_Task brief_. How many lines in the data below contain the string "wheel"? Case counts, so match capitalization exactly, and reply with the number alone.

_Raw records_.
================
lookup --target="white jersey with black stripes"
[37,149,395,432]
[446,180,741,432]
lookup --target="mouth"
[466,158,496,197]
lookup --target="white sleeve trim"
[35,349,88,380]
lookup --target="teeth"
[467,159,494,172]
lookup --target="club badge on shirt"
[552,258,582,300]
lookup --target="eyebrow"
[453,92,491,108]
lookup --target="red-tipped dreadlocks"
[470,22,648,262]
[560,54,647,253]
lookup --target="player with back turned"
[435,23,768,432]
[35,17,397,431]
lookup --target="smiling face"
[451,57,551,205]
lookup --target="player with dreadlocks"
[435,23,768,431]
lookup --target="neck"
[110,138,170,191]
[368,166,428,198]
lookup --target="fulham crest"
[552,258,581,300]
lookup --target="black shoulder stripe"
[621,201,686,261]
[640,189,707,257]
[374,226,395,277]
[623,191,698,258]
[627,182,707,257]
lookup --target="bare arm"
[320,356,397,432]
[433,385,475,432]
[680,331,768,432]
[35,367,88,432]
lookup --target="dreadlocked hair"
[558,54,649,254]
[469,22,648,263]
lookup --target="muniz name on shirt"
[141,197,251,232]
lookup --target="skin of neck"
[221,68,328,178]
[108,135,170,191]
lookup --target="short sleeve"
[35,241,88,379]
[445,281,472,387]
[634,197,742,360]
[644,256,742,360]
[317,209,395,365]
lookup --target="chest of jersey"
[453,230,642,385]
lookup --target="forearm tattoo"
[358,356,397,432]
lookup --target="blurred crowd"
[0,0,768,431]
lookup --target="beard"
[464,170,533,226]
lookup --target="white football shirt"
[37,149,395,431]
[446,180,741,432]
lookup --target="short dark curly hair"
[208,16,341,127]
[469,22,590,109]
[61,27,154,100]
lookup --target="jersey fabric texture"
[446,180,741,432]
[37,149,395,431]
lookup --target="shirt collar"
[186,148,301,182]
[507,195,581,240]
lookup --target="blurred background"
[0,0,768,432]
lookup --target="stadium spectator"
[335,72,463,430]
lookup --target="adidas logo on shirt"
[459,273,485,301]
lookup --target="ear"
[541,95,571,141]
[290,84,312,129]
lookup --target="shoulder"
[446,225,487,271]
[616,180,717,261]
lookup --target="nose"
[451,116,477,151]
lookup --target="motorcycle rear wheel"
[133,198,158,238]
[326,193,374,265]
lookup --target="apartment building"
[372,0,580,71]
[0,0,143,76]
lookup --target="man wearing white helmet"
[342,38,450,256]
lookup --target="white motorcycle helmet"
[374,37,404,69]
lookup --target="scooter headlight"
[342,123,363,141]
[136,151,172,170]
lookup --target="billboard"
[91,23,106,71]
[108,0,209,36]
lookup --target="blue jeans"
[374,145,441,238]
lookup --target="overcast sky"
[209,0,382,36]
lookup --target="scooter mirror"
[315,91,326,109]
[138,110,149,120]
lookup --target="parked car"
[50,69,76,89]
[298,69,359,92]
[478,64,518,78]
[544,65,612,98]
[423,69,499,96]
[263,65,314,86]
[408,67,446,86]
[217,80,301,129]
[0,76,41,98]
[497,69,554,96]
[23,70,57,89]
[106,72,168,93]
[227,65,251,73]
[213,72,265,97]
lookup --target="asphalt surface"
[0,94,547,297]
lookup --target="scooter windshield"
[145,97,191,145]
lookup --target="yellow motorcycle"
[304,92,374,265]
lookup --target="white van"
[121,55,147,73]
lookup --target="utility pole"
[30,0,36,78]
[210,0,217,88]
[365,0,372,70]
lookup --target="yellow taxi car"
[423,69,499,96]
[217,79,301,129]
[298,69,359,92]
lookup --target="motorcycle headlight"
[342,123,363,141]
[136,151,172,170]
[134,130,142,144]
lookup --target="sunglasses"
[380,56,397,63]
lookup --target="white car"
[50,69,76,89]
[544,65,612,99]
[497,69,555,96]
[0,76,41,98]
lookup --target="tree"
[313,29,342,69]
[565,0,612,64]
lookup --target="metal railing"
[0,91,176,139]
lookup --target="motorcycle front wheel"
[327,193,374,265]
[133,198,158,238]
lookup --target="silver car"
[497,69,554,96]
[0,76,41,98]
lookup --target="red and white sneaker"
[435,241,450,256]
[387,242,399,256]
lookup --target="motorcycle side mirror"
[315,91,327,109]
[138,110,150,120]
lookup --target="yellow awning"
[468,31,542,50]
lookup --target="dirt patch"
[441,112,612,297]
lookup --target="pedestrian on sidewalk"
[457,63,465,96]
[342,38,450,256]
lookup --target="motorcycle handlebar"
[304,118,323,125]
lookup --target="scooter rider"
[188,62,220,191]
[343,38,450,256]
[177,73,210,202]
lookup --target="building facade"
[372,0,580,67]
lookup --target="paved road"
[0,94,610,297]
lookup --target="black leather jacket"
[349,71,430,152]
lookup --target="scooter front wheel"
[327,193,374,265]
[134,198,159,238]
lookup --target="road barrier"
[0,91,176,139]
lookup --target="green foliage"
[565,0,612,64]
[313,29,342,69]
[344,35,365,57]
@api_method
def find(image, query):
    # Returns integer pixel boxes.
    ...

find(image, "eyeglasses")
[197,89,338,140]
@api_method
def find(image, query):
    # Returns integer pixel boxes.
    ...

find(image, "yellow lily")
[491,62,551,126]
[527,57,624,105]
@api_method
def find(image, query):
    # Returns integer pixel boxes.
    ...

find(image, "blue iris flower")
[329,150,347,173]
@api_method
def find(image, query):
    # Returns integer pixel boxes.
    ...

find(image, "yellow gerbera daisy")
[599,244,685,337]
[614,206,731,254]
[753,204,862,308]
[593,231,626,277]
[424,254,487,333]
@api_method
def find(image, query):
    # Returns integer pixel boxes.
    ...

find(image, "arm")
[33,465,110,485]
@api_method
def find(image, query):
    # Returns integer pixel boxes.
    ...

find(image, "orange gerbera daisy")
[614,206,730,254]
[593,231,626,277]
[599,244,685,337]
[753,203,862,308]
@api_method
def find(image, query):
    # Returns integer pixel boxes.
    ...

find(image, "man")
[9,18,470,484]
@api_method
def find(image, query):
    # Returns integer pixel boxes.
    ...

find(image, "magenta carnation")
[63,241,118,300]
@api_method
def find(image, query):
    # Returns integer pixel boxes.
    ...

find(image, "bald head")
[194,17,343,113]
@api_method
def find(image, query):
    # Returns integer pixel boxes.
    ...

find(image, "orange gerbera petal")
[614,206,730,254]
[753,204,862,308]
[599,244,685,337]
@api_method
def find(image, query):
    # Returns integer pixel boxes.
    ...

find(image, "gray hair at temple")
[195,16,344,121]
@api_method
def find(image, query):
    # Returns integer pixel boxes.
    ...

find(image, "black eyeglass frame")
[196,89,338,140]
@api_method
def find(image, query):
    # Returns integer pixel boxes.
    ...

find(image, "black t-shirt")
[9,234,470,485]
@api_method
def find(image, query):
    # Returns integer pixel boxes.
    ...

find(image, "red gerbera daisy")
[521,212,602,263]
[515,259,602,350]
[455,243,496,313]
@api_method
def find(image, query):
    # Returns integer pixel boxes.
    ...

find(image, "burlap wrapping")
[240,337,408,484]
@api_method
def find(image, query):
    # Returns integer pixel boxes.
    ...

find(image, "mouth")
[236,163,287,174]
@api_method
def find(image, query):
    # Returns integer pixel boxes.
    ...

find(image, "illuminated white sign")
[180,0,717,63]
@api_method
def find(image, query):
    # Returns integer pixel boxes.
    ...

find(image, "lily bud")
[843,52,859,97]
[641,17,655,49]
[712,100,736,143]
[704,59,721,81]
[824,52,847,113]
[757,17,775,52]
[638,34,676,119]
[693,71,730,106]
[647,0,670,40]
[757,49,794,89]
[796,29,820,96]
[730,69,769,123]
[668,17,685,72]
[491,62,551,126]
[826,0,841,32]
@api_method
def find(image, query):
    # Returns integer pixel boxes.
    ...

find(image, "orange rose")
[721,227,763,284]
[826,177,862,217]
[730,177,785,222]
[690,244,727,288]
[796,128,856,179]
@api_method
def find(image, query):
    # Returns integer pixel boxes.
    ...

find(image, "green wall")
================
_Task result_. 3